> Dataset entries
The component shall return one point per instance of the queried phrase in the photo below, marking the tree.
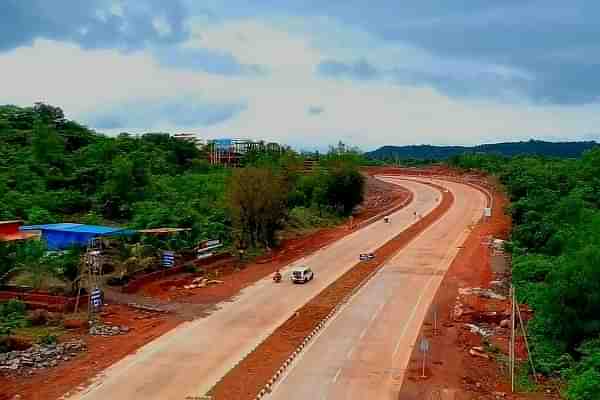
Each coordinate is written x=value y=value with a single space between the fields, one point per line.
x=48 y=146
x=345 y=188
x=257 y=204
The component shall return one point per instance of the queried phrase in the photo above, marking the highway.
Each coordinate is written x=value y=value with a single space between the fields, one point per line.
x=365 y=349
x=189 y=360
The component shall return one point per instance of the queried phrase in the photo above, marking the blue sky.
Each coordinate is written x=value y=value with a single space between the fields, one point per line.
x=310 y=73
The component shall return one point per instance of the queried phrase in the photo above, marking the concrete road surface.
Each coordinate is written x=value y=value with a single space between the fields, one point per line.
x=363 y=352
x=189 y=360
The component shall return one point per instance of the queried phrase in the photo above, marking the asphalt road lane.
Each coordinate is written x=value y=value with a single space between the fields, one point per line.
x=363 y=352
x=189 y=360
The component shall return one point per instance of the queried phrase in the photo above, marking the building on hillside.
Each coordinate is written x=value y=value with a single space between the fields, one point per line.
x=63 y=236
x=191 y=138
x=231 y=152
x=310 y=166
x=9 y=231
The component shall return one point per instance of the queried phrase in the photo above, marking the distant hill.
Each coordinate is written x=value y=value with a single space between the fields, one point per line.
x=534 y=147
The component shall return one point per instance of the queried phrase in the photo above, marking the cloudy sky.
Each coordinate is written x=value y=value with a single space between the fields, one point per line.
x=309 y=73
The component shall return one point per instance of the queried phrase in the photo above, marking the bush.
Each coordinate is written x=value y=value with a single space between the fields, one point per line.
x=48 y=339
x=584 y=386
x=12 y=316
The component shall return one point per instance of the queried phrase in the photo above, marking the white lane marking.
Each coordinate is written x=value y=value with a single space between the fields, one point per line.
x=449 y=256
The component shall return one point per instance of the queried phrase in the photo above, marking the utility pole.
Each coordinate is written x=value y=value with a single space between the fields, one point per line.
x=512 y=339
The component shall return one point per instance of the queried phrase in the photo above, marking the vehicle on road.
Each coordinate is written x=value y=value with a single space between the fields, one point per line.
x=302 y=274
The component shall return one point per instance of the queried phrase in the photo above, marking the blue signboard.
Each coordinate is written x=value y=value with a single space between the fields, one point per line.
x=168 y=259
x=96 y=298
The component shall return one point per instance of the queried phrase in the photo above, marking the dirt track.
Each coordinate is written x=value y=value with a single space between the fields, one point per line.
x=363 y=352
x=52 y=383
x=190 y=359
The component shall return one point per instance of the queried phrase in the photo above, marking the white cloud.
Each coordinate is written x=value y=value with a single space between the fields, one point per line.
x=162 y=26
x=367 y=114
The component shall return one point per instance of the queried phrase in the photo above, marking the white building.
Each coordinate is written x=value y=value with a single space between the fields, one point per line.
x=192 y=138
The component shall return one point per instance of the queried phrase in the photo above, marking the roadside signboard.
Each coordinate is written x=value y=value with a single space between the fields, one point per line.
x=204 y=255
x=168 y=259
x=424 y=348
x=204 y=249
x=366 y=256
x=424 y=345
x=96 y=298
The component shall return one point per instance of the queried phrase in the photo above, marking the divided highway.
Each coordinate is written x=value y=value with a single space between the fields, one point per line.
x=365 y=349
x=189 y=360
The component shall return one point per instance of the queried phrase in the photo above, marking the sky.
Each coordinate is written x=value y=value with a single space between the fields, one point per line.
x=311 y=73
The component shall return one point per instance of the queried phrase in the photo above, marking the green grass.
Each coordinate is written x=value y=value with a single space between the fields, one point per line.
x=38 y=333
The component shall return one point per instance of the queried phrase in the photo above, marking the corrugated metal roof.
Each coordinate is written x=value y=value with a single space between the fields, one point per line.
x=80 y=228
x=16 y=221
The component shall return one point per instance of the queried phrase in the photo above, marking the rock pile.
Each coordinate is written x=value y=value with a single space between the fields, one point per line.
x=108 y=330
x=40 y=356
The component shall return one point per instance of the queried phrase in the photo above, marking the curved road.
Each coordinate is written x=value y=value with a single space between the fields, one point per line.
x=189 y=360
x=365 y=349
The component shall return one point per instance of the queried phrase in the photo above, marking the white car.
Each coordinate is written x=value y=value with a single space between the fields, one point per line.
x=302 y=274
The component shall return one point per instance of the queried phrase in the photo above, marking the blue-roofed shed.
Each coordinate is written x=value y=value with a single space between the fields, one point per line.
x=63 y=236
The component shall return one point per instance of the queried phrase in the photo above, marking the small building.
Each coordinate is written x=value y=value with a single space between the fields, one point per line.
x=63 y=236
x=190 y=138
x=9 y=231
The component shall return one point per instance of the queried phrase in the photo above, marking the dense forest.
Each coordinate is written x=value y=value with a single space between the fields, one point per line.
x=532 y=147
x=555 y=243
x=55 y=170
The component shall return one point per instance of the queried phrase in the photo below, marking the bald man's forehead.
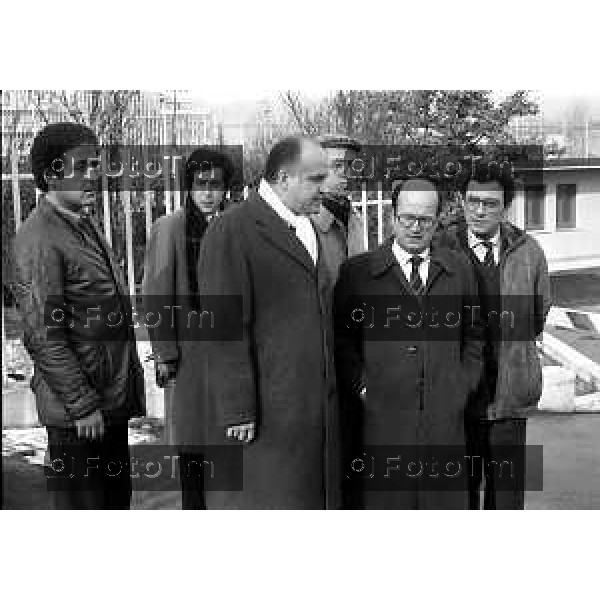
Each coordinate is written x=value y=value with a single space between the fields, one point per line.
x=418 y=194
x=313 y=156
x=491 y=189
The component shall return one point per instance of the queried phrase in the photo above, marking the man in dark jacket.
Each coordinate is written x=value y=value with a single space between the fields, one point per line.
x=512 y=277
x=76 y=315
x=270 y=390
x=339 y=227
x=407 y=381
x=170 y=279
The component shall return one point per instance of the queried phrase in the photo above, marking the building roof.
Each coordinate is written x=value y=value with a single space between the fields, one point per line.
x=565 y=164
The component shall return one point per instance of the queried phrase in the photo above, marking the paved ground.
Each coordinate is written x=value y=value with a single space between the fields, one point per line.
x=570 y=447
x=579 y=290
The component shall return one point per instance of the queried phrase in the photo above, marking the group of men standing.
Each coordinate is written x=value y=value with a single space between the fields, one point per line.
x=303 y=389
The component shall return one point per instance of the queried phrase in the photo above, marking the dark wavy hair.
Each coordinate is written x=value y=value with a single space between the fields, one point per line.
x=493 y=172
x=199 y=161
x=52 y=142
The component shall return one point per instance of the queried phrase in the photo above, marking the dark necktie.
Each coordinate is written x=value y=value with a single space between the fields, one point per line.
x=488 y=259
x=415 y=277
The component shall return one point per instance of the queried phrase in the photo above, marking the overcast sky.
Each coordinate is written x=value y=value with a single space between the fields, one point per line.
x=244 y=101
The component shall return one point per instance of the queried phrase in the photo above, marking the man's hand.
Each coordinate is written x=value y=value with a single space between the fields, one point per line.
x=165 y=373
x=244 y=432
x=91 y=427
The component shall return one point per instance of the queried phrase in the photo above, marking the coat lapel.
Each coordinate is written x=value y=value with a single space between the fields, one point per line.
x=383 y=259
x=271 y=226
x=116 y=271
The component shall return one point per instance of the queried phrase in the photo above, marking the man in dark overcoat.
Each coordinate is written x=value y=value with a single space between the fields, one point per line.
x=512 y=275
x=170 y=290
x=272 y=389
x=407 y=388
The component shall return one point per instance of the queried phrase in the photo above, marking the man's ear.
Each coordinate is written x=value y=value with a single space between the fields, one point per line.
x=50 y=177
x=282 y=179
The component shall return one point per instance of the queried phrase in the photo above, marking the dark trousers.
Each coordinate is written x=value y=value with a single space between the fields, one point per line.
x=191 y=473
x=87 y=474
x=492 y=444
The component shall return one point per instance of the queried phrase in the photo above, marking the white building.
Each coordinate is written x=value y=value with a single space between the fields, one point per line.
x=562 y=211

> Your instructions
Search the data for "blue". Copy every matching line.

> Response to this exercise
The component shall return one point per instance of the queried phrase in the photo above, marking the blue sky.
The component shall return one point per instance of the queried phrase in the photo above, marking the blue signboard.
The component shall return one point per instance of the queried phrase in the photo above, marking the blue-roofed shed.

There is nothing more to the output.